▶ [Prompt]: Return every line of the material below that contains the word "hull", copying each one in full.

▶ [Data entries]:
□ □ □ □ □ □ □
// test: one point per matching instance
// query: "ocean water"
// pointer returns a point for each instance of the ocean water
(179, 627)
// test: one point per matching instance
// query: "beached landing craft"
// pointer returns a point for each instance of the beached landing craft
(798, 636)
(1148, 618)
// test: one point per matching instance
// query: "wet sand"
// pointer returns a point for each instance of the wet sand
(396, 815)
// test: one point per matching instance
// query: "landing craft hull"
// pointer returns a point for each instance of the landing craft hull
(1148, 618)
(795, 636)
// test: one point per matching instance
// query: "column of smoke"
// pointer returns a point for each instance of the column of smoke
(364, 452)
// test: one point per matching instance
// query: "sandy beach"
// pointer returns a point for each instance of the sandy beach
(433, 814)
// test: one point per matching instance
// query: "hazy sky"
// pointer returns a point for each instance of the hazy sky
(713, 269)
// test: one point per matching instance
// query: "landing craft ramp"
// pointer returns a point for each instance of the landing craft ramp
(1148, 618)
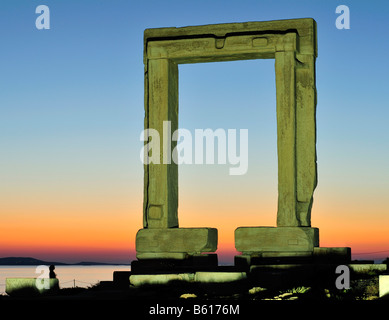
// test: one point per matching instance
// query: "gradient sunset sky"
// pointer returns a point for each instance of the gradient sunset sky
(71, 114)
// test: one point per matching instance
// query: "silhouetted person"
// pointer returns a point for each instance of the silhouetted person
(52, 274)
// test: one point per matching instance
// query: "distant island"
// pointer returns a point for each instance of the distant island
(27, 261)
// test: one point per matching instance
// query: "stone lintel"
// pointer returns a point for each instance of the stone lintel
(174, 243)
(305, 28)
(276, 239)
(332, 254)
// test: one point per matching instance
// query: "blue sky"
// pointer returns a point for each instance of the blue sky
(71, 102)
□ □ □ □ □ □ □
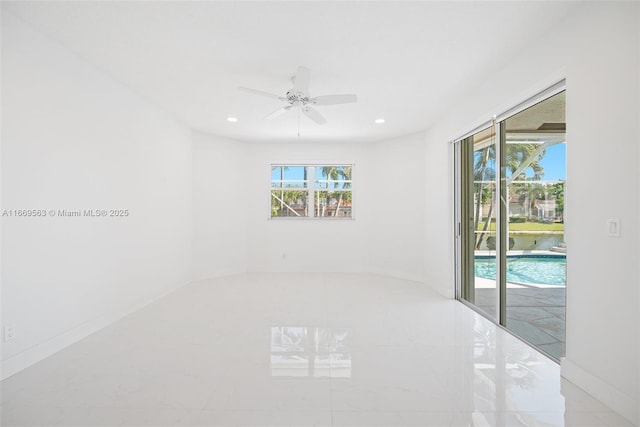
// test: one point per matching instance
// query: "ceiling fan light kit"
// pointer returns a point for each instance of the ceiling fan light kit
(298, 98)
□ □ □ □ □ □ □
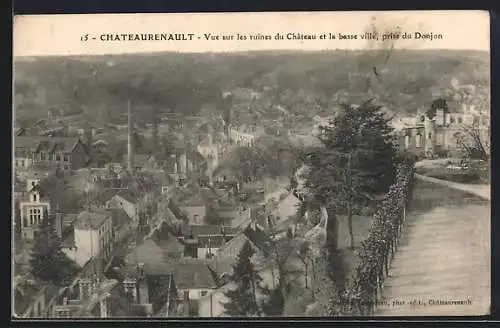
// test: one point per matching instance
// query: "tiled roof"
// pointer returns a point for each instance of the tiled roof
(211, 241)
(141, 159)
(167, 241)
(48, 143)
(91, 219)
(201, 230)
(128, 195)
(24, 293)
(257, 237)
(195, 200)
□ □ □ □ □ □ □
▶ [Answer to this exercise]:
// query: "landing craft hull"
// pointer returns a point for each instance of the landing craft hull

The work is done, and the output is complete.